Reproduce the lines below from the one that contains "Where can the grassy" through the end, inclusive, and add nothing.

━━━ Raw data

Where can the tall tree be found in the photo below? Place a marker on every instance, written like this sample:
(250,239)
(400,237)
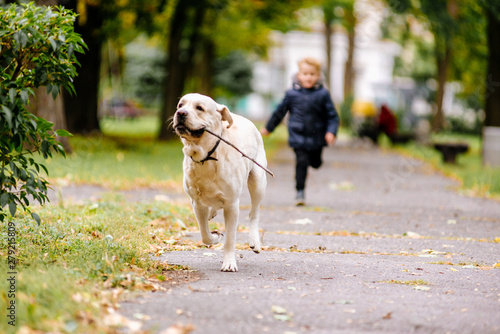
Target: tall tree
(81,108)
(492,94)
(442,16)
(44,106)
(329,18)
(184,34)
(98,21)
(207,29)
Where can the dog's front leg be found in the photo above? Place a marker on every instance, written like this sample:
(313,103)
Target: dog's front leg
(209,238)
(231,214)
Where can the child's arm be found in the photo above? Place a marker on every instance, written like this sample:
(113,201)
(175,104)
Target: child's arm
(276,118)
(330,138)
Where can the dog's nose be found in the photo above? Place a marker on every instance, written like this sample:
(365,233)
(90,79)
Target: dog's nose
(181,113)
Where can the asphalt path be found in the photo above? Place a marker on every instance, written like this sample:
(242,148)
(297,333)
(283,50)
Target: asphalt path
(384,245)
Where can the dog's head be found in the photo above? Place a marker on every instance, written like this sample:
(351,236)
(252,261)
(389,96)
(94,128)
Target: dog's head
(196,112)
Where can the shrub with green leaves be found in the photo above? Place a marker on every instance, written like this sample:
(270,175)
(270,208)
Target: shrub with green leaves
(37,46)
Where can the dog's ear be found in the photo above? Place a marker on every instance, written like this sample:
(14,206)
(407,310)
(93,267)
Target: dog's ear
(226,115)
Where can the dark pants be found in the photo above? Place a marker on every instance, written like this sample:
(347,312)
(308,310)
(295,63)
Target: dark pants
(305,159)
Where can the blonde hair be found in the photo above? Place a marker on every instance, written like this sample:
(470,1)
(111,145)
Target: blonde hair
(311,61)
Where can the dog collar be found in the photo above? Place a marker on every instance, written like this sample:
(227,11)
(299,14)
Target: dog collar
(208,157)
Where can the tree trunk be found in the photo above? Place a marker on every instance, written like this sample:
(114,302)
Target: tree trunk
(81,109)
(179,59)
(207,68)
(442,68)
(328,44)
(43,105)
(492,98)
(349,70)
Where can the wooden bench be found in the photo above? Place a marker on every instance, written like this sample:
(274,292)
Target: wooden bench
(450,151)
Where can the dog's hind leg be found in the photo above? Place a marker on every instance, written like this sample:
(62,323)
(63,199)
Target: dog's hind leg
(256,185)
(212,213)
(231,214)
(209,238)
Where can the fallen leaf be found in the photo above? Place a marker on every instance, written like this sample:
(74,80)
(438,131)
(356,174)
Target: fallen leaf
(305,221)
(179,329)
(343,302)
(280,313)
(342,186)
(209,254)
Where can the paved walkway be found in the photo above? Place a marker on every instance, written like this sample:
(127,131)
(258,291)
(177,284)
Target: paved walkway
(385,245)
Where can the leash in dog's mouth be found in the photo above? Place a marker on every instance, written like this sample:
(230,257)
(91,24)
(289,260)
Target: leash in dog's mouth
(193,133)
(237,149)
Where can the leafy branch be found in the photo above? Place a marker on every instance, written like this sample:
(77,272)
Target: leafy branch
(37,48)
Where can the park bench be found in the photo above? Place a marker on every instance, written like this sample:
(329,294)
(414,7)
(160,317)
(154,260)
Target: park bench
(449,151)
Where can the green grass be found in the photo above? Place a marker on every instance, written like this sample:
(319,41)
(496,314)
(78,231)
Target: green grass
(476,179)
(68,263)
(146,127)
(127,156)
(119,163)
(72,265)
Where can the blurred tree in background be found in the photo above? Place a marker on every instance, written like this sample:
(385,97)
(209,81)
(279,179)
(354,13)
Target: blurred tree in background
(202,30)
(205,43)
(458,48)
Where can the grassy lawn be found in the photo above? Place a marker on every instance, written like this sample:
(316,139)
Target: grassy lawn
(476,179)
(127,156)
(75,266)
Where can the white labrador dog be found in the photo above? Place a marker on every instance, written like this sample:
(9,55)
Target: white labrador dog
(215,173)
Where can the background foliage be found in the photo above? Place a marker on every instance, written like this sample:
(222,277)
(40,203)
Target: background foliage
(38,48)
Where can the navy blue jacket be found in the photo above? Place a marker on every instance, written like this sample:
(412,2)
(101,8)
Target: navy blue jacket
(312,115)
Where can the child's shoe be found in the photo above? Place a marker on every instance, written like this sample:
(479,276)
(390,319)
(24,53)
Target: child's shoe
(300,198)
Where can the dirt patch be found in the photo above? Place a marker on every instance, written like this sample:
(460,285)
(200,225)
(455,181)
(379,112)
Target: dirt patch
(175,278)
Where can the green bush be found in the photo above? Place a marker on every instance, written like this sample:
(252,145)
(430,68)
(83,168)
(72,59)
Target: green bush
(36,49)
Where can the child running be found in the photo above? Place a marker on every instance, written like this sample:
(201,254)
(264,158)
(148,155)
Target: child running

━━━━━━

» Complete output
Where can the grassy lawn be found in the photo above? Place a marker on every instance, written like this sample:
(316,139)
Target: grassy lawn
(476,179)
(127,156)
(75,266)
Where can the white labrador dog be found in the photo above? Place a marker on every instance, written like this sample:
(9,55)
Target: white labrador dog
(215,173)
Where can the background foliage be found in the photo above? Place a marker on every instance, written like this sample:
(222,277)
(40,203)
Target: background foliage
(38,48)
Where can the navy blue jacket be found in the photo above? Place a marker on every instance, written like this sample:
(412,2)
(101,8)
Target: navy blue jacket
(312,115)
Where can the child's shoe be found in the photo above? Place a marker on every instance, written like this sample:
(479,276)
(390,319)
(24,53)
Target: child's shoe
(300,198)
Where can the dirt patch be found in the photo above? Place a marker on every instance, written like this sample:
(460,285)
(200,225)
(455,181)
(379,112)
Target: dirt patch
(175,278)
Where can the green bush be found in the photo above? Place a marker on every instance, written like this sample:
(252,145)
(430,68)
(83,168)
(72,59)
Target: green bush
(36,49)
Where can the child running be found in the photo above? Place a marker on every instance, written like this sample:
(201,254)
(264,158)
(148,155)
Target: child running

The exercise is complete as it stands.